Feelings are our natural guidance system.
While we strive for feelings of love, excitement, joy and happiness, we often don't allow ourselves to feel sad, furious or scared. We feel guilty for feeling angry. We don't show others that we are disappointed or sad. We don't listen to that inner voice that warns us. Not allowing ourselves to feel all our feelings, in the long run can cause depression, addiction or abuse.
We usually label our feelings "positive" or "negative", but those labels have no validity. Our Feelings come as a package. All or nothing. We cannot experience light without darkness and we cannot feel the highs of joy without the lows of sadness and pain.
I compare feelings to Best Friends Forever.
They love us and accept us and tell us honestly, what they see. They are happy to come in for a cuppa and a chat. Of course, they are not perfect and have their flaws.
They seem to have the tendency to come unexpected and turn up at our door at an inappropriate time. If we don't let them in immediately they keep on knocking, until we open the door. They are very persistent. The longer we ignore them standing out there, the more they knock and the more of them will be joining in, insisting to enter.
We fight them off and might get so exhausted, that we don't have any energy left. We might use alcohol or drugs to block out the racket behind our door.
Because we don't listen to our BFF gut feeling yelling at us, that something isn't right, we might permit the development of abuse and accept it.
We allow it because self-love and self-worth might have never entered our homes. Or maybe they have gone fishing, until we're ready to let them back in.
☆ ☆ ☆ ☆
TASKS FOR THIS EXERCISE =>
A. For each statement, answer yes or no according to the passage on feelings, and quote the words from it that decide the answer. (i) Labeling feelings "positive" or "negative" has no validity. (ii) Feelings that are ignored eventually stop knocking and go away. (iii) The writer compares feelings to Best Friends Forever.
B. In the passage on feelings, what might we use to block out the racket behind our door?
C. Extend the passage on feelings beyond its final sentence, keeping its voice and its image of feelings as friends at the door.
The rows after this passage are separate material.
☆ ☆ ☆ ☆
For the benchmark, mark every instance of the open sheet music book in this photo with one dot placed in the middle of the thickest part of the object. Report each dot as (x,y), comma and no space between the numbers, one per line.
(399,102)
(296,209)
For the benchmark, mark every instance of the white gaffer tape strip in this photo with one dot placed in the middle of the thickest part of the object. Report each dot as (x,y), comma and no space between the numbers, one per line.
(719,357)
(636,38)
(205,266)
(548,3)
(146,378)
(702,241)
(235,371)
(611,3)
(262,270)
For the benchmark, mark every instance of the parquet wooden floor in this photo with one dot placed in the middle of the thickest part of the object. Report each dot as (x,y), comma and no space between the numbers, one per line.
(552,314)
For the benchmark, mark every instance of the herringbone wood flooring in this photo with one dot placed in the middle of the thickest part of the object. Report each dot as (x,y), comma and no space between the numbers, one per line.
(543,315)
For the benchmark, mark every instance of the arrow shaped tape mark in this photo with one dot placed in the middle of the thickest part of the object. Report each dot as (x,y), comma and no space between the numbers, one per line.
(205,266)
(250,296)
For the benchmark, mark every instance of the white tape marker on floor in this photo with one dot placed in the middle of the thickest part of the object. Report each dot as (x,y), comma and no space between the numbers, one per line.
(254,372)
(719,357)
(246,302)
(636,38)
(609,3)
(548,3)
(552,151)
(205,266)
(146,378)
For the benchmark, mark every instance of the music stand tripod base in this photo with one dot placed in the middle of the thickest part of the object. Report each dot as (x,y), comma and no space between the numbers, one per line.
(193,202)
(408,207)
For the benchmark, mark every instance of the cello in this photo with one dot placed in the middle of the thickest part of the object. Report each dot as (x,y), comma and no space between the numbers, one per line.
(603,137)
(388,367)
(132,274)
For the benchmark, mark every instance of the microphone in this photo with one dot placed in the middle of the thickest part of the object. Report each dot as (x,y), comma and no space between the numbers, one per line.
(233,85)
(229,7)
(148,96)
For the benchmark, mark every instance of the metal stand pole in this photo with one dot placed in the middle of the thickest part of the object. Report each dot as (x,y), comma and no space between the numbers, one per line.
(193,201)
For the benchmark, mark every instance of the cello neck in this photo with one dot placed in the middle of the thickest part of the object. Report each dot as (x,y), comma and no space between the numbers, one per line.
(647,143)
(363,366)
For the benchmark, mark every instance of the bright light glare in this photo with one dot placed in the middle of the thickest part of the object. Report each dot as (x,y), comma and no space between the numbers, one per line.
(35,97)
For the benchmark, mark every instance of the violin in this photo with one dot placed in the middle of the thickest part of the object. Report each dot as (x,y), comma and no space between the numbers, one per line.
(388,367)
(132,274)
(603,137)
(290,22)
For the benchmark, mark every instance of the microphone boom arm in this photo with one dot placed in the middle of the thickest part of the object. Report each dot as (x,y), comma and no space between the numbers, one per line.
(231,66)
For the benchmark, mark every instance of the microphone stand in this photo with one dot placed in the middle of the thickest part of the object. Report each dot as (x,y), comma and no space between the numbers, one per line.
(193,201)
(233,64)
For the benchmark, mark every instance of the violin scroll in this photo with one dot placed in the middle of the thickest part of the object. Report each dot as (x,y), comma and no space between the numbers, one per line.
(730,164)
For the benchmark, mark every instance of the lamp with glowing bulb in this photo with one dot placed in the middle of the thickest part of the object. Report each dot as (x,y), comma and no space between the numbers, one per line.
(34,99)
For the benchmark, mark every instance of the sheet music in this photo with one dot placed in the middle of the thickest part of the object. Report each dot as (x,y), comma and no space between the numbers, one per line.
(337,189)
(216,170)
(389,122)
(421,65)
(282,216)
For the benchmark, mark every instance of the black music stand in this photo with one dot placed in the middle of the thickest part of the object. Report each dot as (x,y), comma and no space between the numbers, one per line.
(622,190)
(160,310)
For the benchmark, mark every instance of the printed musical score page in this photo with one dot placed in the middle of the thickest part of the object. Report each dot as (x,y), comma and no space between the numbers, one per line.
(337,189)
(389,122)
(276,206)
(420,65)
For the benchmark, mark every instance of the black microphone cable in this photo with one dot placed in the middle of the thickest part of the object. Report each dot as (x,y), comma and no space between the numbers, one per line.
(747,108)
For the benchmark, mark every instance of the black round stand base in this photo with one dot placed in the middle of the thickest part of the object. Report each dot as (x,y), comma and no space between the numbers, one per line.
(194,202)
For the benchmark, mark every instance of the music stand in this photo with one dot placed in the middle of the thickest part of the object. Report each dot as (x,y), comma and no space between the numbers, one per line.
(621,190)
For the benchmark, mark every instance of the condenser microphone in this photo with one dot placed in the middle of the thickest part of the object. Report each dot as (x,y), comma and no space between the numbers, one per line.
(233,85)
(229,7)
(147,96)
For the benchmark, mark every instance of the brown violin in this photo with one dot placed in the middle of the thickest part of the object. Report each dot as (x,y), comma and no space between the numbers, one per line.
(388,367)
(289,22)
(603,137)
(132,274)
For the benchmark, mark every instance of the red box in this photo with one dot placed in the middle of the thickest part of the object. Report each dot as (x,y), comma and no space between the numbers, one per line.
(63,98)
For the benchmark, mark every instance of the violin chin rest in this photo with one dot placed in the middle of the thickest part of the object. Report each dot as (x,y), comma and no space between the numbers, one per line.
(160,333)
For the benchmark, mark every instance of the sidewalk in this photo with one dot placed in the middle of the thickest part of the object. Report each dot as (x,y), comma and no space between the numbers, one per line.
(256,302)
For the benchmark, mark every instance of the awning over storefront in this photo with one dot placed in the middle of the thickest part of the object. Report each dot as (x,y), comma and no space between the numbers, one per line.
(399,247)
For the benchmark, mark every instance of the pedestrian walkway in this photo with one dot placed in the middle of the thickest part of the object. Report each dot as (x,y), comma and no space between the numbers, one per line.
☆ ☆ ☆ ☆
EXERCISE RESPONSES =>
A.
(i) Yes: "those labels have no validity"
(ii) No: "If we don't let them in immediately they keep on knocking, until we open the door."
(iii) Yes: "I compare feelings to Best Friends Forever."

B. Alcohol or drugs.

C.
If we haven't allowed the "negative" feelings in for a while, we'll get scared. We might fear that, if we let in sadness we'll never stop crying. We might worry that, if we allow our anger to come in, our rage will be so massive, that we might hurt ourselves or others.
What is the worst, that could happen if we let them in?
Suppose, you kept them out with the help of alcohol. You stop drinking and there they are! They storm your house, and yes, probably will cause havoc at first. After all, they have been waiting to get in for quite some time. They are annoyed and want to let off steam, all of them talking at once.
But they won't harm you. Feelings don't harm us, we harm ourselves by not listening to them.
Like any friend, they just want to be accepted and be close. We usually get close to others by listening to them and telling them about us without judging or being judged. Instead of shutting feelings out, let them in. It will feel weird, because it's a new situation. Let them sit on your sofa and let them have their say. You might not like what they are telling you. Listen to them anyway. Instead of judging them (I shouldn't feel angry; I mustn't cry;) accept them as who they are and thank them for their honesty.
Hit a pillow, cry your eyes out for as long as you need to. It will pass.
They'll speak up, have their cuppa, and leave. They'll come back, but in a much more orderly fashion.
You don't need to do this on your own. There's a lot of help out there. If you feel overwhelmed by the range of whats on offer, I can help you sorting it out.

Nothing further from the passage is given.